___ Raw data ___
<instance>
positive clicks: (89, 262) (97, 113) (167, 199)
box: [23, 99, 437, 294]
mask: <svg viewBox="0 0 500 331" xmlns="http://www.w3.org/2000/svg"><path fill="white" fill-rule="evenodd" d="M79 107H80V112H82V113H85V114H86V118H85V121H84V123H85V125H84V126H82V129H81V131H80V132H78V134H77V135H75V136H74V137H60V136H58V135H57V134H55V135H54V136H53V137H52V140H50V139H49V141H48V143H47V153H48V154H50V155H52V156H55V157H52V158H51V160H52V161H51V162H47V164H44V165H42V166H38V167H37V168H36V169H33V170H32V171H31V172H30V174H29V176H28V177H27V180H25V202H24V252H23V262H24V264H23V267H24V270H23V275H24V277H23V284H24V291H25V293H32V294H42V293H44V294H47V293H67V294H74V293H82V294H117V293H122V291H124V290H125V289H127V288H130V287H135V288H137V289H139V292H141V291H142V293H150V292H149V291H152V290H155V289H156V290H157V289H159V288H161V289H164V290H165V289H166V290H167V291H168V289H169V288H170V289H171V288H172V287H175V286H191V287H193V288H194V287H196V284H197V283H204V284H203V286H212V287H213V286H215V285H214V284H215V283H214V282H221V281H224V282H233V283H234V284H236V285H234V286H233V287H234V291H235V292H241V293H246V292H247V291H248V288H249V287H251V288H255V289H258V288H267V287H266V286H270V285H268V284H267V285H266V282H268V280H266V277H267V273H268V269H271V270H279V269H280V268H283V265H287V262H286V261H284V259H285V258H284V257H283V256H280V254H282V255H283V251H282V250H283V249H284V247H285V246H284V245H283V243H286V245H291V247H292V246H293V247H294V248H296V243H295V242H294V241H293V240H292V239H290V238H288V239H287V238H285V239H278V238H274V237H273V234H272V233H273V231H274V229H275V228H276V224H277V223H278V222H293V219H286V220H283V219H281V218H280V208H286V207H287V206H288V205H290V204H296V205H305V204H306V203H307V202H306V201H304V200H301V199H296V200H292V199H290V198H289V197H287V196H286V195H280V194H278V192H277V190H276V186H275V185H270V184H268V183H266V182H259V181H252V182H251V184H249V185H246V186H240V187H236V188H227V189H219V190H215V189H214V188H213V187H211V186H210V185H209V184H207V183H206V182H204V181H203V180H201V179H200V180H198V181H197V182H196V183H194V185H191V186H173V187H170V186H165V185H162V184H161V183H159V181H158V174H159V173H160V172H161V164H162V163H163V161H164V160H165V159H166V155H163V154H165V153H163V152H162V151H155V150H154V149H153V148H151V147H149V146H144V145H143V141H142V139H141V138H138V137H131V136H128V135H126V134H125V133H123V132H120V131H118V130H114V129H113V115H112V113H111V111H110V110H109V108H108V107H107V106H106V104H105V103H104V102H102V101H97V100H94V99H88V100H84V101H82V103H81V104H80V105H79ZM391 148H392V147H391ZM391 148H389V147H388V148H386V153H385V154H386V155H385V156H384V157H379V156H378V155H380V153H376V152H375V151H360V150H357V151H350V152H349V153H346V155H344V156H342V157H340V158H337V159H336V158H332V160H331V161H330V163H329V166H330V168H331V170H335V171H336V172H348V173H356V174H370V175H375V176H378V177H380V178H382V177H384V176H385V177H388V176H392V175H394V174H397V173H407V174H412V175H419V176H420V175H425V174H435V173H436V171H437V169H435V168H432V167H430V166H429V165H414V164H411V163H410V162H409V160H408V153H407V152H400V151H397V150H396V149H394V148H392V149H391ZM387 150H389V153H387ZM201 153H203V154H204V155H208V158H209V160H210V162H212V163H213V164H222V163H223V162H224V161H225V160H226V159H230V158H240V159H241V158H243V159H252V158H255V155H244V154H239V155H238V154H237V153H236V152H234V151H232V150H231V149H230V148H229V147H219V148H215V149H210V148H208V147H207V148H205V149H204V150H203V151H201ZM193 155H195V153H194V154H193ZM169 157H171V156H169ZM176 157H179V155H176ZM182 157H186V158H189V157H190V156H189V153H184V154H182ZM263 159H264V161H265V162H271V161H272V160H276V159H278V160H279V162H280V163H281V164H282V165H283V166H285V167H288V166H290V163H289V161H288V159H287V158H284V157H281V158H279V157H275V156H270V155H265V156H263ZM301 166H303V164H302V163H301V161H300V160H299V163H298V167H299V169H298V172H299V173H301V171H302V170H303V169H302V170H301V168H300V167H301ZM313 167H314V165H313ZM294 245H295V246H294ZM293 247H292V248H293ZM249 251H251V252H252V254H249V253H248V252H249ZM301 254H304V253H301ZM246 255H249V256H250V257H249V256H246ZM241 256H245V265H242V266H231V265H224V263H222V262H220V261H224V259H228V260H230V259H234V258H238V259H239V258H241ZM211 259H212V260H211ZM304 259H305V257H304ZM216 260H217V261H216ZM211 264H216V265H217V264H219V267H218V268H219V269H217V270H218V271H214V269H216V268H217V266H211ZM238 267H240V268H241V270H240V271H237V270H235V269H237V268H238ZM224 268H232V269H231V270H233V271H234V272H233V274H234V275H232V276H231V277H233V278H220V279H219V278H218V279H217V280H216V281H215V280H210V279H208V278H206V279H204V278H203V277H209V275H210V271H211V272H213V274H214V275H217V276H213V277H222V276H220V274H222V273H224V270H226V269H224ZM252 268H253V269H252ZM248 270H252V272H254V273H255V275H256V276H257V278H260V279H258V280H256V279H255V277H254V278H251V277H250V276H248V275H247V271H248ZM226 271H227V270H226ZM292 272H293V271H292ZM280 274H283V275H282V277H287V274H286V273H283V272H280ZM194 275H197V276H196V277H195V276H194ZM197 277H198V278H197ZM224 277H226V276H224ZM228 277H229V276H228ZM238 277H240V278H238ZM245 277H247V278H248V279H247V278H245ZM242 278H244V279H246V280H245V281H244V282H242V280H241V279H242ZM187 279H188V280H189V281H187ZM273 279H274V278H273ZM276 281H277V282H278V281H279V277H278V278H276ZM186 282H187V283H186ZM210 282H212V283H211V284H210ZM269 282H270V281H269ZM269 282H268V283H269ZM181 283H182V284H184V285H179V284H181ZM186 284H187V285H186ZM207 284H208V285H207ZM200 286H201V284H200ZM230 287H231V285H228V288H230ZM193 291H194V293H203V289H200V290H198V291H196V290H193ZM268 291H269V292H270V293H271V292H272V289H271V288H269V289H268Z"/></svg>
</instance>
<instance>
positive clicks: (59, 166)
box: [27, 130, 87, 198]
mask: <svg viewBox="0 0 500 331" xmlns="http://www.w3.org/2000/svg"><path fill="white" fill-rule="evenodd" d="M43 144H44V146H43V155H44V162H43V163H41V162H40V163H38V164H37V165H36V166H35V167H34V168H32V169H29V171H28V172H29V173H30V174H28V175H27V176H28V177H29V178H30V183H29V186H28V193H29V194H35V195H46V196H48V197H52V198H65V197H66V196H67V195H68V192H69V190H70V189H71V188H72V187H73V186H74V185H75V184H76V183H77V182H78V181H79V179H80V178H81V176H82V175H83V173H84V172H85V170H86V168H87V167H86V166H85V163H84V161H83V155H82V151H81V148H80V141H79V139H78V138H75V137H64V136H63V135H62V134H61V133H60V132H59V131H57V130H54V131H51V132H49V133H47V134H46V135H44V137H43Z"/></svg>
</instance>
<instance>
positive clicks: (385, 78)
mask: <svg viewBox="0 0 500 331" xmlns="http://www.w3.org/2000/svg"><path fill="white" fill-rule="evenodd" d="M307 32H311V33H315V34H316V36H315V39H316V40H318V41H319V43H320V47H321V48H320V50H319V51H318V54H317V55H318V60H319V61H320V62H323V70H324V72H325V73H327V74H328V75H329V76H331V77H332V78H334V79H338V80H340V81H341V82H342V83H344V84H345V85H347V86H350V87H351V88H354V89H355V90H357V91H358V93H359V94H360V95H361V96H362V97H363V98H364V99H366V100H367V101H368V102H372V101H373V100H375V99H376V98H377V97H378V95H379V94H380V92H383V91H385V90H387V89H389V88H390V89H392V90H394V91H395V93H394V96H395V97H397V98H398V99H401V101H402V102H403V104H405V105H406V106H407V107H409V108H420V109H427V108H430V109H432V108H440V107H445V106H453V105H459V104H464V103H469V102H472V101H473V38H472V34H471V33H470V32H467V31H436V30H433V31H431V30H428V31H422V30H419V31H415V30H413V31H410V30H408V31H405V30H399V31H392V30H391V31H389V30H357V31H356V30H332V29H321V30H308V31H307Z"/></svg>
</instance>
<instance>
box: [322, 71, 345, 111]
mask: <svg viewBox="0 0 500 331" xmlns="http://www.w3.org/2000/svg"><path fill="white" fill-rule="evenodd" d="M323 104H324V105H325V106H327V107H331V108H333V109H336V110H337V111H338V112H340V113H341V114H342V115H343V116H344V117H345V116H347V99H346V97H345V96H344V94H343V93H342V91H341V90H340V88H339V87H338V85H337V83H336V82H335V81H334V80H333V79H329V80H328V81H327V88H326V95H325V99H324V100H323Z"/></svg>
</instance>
___
# Exercise
Select from the material above each line in which the string "positive" appears, and list those lines.

# Finished exercise
positive clicks: (89, 262) (97, 113) (167, 199)
positive clicks: (59, 166)
positive clicks: (385, 78)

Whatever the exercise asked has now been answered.